ABOUT THIS TASK –
Restate the records below word for word.

RECORD SET –
Segment Open
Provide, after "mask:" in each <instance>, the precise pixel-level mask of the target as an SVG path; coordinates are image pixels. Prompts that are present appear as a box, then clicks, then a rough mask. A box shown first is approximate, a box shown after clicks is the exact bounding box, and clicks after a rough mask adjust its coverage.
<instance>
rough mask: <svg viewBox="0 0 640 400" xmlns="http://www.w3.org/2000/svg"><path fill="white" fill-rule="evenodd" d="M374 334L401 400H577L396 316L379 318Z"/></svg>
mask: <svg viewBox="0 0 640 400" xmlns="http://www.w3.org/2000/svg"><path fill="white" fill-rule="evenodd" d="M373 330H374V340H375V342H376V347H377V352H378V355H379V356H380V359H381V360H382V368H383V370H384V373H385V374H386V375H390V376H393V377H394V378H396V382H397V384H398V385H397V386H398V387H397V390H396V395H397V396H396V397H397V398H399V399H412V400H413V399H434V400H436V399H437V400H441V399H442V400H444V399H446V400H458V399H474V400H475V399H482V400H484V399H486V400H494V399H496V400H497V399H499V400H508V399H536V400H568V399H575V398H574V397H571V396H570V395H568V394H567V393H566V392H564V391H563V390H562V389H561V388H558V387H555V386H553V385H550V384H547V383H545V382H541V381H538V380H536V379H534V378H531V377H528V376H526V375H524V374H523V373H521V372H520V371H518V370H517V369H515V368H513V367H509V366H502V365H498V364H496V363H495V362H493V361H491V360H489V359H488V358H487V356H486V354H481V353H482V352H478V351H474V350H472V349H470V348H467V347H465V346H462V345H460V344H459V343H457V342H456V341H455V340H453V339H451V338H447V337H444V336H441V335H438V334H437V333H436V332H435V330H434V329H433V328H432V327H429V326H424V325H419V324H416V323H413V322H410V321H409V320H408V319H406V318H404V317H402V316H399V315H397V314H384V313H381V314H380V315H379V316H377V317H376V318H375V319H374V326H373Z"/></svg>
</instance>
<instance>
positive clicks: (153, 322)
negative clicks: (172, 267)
Segment Closed
ANSWER TO THE PROBLEM –
Provide, after "mask:" in each <instance>, the precise pixel-level mask of the target as an SVG path; coordinates are image pixels. Prompts that are present appear as a box, then clicks, then a rough mask. A box shown first is approximate, a box shown after clicks is the exact bounding box, and clicks after a rough mask adjust its coverage.
<instance>
rough mask: <svg viewBox="0 0 640 400" xmlns="http://www.w3.org/2000/svg"><path fill="white" fill-rule="evenodd" d="M374 334L401 400H577L396 316L379 318Z"/></svg>
mask: <svg viewBox="0 0 640 400" xmlns="http://www.w3.org/2000/svg"><path fill="white" fill-rule="evenodd" d="M373 330H374V340H375V342H376V347H377V352H378V355H379V356H380V359H381V360H382V368H383V370H384V373H385V374H386V375H390V376H393V377H394V378H396V382H397V384H398V385H397V386H398V387H397V390H396V395H397V396H396V397H397V398H399V399H412V400H413V399H434V400H436V399H437V400H441V399H442V400H444V399H446V400H458V399H474V400H475V399H482V400H484V399H486V400H494V399H496V400H497V399H499V400H508V399H536V400H568V399H575V398H574V397H571V396H570V395H568V394H567V393H566V392H564V391H563V390H562V389H561V388H558V387H555V386H553V385H550V384H547V383H545V382H541V381H538V380H536V379H534V378H531V377H528V376H526V375H524V374H523V373H521V372H520V371H518V370H517V369H515V368H513V367H509V366H502V365H498V364H496V363H495V362H493V361H491V360H489V359H488V358H487V356H486V354H481V353H482V352H478V351H474V350H472V349H470V348H467V347H465V346H462V345H460V344H459V343H457V342H456V341H455V340H453V339H451V338H447V337H444V336H441V335H438V334H437V333H436V332H435V330H434V329H433V328H432V327H429V326H424V325H419V324H416V323H413V322H410V321H409V320H408V319H406V318H404V317H402V316H399V315H397V314H384V313H381V314H380V315H379V316H377V317H376V318H375V319H374V326H373Z"/></svg>
</instance>
<instance>
positive clicks: (153, 322)
negative clicks: (172, 267)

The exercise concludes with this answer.